# Passage provided
# # # # # # #
# Australia 457 Visa from Pakistan



## farrukh3006 (Oct 8, 2011)

Hello to everyone,

I am Farrukh living in karachi Pakistan and working in one of the biggest bank in Pakistan as Branch Manager. I have recently meet up with a consultant and applying for a 457 australian visa through him. 

I just want to know that:
is there any one apply from Pakistan for 457 visa?
What are the prospects for any Pakistani for that visa?
What are the prospects for a banker in Australia?

and any other advise from any one have experience. Waiting for your replies.


----------



## Guest (Feb 19, 2013)

Have you found a job in Australia that is willing and able to sponsor?


----------



## awaragird (Feb 19, 2013)

As per my memory, it is a visa under business class and you must have to have:
- sponsorship from an employer (in your case a financial institution/bank etc)
- your skills must be from a skilled occupation list specific to 457 visa
- these skilled must be assessed from a relevant profession body in australia as 'acceptable'
- minimum IELTS 7

Here there are many 'desis' who almost all of them have either IT qualifications or Accountant.
As per my knowledge it is very hard to enter in this (banking and finance) industry based on overseas qualifications + very hard to get sponsorship when there are already people looking for sponsorship from within australia (for example students)

Bear in mind, the govt have changed policies and now most of the students have to have sponsorship to get permanent visas.....therefore students are doing whatever to get sponsorships....

I suppose I answered all your questions.

awaragird
australia


----------



## rafay (Jul 16, 2011)

awaragird said:


> As per my memory, it is a visa under business class and you must have to have:
> - sponsorship from an employer (in your case a financial institution/bank etc)
> - your skills must be from a skilled occupation list specific to 457 visa
> - these skilled must be assessed from a relevant profession body in australia as 'acceptable'
> ...


Hi Farrukh

I don't have any idea about visa. but if you are confident to go through you must go for it and don't worry about Job; its all about luck. You might have to start from scratch but once your get settled there you would be relaxed. Its my personal view that we should not compare people and situations but collection of facts is better to make decision. All the best.


----------



## awaragird (Feb 19, 2013)

Doesn't matter if Farrukh is confident or not. Immi Australia would not let him even get in if he doesn't have visa to enter.

For this particular visa, he MUST have an employer sponsorship!

In other words, job is something he has to find before even applying for this visa.
# # # # # # #
# Data excerpt
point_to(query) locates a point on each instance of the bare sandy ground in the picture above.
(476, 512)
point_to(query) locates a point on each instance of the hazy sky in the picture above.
# # # # # # #
# What is asked
a – In the forum thread about the 457 visa, rewrite the passage from "Here there are" up to and including "(for example students)", replacing "sponsorship" with "backing".
b – According to the forum thread about the 457 visa, what minimum IELTS score does awaragird list as a requirement?
c – Go on with the forum thread about the 457 visa from Pakistan, starting after its last post.

# Task results
a –
Here there are many 'desis' who almost all of them have either IT qualifications or Accountant.
As per my knowledge it is very hard to enter in this (banking and finance) industry based on overseas qualifications + very hard to get backing when there are already people looking for backing from within australia (for example students)

b – A minimum IELTS score of 7.

c –
I suppose the above answer of Rafay is valid for those who have somehow managed to enter in this country, not for those who are still overseas thinking about applying.


----------



## Guest (Feb 20, 2013)

What nonsense, don't worry about the job lol 

Of course he should worry about the job. Unless he has found a job with an employer who is willing and able to sponsor he can apply for this visa regardless of what a consultant says. 

Then the visa is linked to that job. If he does not like it or is fired he has 28 days in which to leave the country.


----------



## raheel24 (Jan 15, 2013)

farrukh3006 said:


> Hello to everyone,
> 
> I am Farrukh living in karachi Pakistan and working in one of the biggest bank in Pakistan as Branch Manager. I have recently meet up with a consultant and applying for a 457 australian visa through him.
> 
> ...


Farrukh I am also planning to file 457 visa and I think you and me are speaking to the same consultant . It will be nice if we both get in touch and share all the information.


----------



## fdaus_garden (Jan 11, 2013)

Hi Farrukh,

I was holding 457 visa for 4 years before I have my PR granted.

You NEED a company who is willing to sponsor you and give you a job! 
As it is requirement for 457 visa for you to work FULL TIME with that company! In other words, if you leave that company, your 457 will be cancelled... 

You do need to get your skills accessed and IELTS min 7
In my case,an officer came to my workplace on my 2nd months to check on me 
Hope that helps


----------



## farrukh3006 (Oct 8, 2011)

Thanks every one for your replies, its helps me well.
Actually i hired a consultant in Pakistan who already have their offices in australia, they told me that they will find a job for me and arrange my interviews on skype from australian employer which i have to passes on my own. For that they are charging quite a heavy fees.


----------



## belgarath (Jul 15, 2011)

I hope you did not pay them yet.


----------



## opfian (Feb 1, 2012)

farrukh3006 said:


> Thanks every one for your replies, its helps me well.
> Actually i hired a consultant in Pakistan who already have their offices in australia, they told me that they will find a job for me and arrange my interviews on skype from australian employer which i have to passes on my own. For that they are charging quite a heavy fees.




I hope you are not talking with the consultants whose name start with "A" and end at "Z" based in Karachi with their office in Sydney and Melbourne?


how much they are charging you


----------



## farrukh3006 (Oct 8, 2011)

opfian said:


> I hope you are not talking with the consultants whose name start with "A" and end at "Z" based in Karachi with their office in Sydney and Melbourne?
> 
> 
> how much they are charging you


Yes ofpian you are absolutely right, total they ask me to pay 6000 Aus$, 2000$ in advance and 4000$ after job offer.


----------



## CCPT (Feb 18, 2013)

People that post information should ALWAYS give 100% accurate information or otherwise say that they are not completely sure... For a 457 visa you might not need to score minimum 7 of each of the four components, in the DIAC website you can read:

"If you are sponsored by a Standard Business Sponsor, you must demonstrate that you have English language proficiency that is equivalent to an IELTS test score of at least 5 in each of the four test components" or minimum that your TRA declares as the minimum to obtain the skills assessment


----------



## mesumabro (Dec 22, 2014)

Farrukh3006 and Raheel24 please help, I want apply for 457 Visa, can you please PM me your contact then I will contact you about you consultant.. Or tell me I am in KARACHI.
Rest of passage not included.